- **課題**
- a) 本文によると、『エゴイスト egoist~』は何か月何週、全何話に短縮されたか。
- b) リストのうち、「fascia --vertices whole-pixels」を含む行から「[[[52,130],[54,128],[54,111],[0,107],[0,123]]]」を含む行までを、両端の行も含めてそのまま複製してください。

- **本文**
*****

イエローフローライトを探して

何度も言うけど、
本当にブログなんかはじめるつもりじゃなかった。

速度 密度 質量

2009-05-07 20:58:05 | 昼ドラマ

ここで何度も書いたように、『エゴイスト egoist~』は、2ヶ月8週全40話に短縮することによりテンポアップ、スピード感、密度の濃さを前宣伝でアピールされ、期待された作品です。めでたく功を奏したかどうか、その点だけは見届けたいと思い録画視聴を続けている次第。

この枠の東海テレビ製作作品に限ったことではなく、帯ドラマ、連続ドラマで不人気な作品に決まって見られる苦情や悪評に「展開が遅い」があります。

ネット上の掲示板やBBS「飽きる」「退屈」「1エピ見逃しても残念と思えない」などの表現で書き込まれていることもありますが、観た人が言わんとするところはほぼ一緒です。

ここで製作陣に何としても勘違いしていただきたくないのは、「展開が遅い」と不満を訴える視聴者が、何も毎日、毎話、敵味方が寝返り合ったり、出生の秘密が発覚したり、それがまた嘘だと発覚したり、暴行や望まぬ妊娠流産や、刃傷沙汰や交通事故死を見たいと思っているわけではないということです。

*****

- **データ抜粋**

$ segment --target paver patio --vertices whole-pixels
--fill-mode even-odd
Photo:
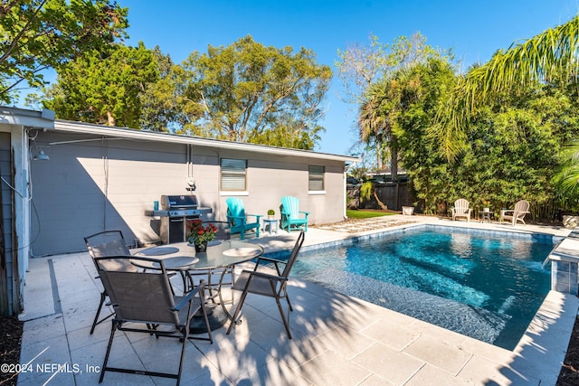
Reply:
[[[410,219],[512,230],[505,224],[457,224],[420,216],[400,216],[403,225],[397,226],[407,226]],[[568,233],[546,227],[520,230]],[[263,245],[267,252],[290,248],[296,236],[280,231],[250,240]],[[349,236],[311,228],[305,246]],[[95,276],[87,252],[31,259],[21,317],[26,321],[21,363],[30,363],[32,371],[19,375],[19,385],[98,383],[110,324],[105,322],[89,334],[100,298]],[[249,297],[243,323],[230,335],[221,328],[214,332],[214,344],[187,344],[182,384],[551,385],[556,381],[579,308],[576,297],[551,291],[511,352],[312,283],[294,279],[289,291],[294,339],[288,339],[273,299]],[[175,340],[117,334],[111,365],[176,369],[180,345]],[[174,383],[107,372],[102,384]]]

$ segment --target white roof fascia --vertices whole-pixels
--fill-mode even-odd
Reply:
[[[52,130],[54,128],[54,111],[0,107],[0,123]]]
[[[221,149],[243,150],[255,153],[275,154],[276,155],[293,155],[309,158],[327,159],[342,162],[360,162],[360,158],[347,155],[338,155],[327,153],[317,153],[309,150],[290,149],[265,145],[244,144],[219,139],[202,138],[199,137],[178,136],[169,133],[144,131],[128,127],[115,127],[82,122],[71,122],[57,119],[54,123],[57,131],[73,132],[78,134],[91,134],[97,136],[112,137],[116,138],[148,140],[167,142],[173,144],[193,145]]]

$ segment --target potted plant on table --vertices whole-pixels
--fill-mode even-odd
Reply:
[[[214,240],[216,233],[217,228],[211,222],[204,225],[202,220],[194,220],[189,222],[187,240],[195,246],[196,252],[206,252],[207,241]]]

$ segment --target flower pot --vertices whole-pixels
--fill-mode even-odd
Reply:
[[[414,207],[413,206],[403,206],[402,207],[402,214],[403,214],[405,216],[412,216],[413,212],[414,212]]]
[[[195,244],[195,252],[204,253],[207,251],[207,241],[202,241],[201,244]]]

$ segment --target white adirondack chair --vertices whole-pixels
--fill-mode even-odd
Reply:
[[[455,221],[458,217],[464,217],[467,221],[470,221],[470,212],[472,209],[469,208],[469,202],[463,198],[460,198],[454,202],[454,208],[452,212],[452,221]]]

*****

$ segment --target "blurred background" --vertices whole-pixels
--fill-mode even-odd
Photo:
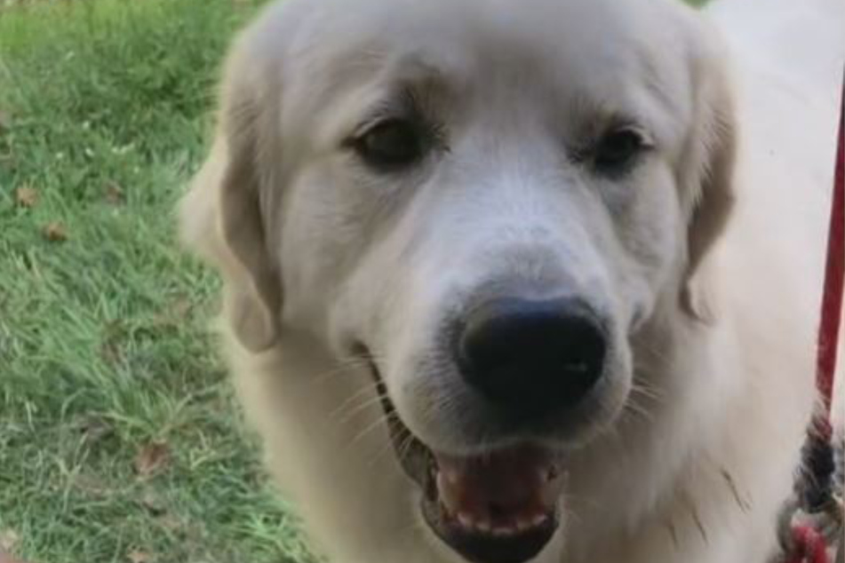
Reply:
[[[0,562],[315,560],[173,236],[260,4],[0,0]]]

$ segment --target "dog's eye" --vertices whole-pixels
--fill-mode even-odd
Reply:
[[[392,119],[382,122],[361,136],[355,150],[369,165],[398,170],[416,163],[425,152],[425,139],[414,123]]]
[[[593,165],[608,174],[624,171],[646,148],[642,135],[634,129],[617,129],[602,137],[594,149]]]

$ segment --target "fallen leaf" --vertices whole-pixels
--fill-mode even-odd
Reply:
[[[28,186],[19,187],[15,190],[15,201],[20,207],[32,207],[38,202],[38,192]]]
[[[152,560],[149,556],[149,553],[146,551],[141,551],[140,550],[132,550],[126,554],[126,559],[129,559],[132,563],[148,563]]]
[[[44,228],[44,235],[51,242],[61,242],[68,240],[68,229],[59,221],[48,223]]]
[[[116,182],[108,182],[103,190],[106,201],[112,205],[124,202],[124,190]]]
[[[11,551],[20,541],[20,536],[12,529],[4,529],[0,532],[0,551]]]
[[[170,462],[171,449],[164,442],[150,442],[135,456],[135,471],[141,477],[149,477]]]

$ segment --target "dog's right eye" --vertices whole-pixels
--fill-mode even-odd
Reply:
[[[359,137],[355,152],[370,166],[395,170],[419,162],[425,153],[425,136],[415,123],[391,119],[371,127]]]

*****

- **解答**
- a) 2ヶ月8週、全40話に短縮された。

- b)
$ segment --target white roof fascia --vertices whole-pixels
--fill-mode even-odd
Reply:
[[[52,130],[54,128],[54,111],[0,107],[0,123]]]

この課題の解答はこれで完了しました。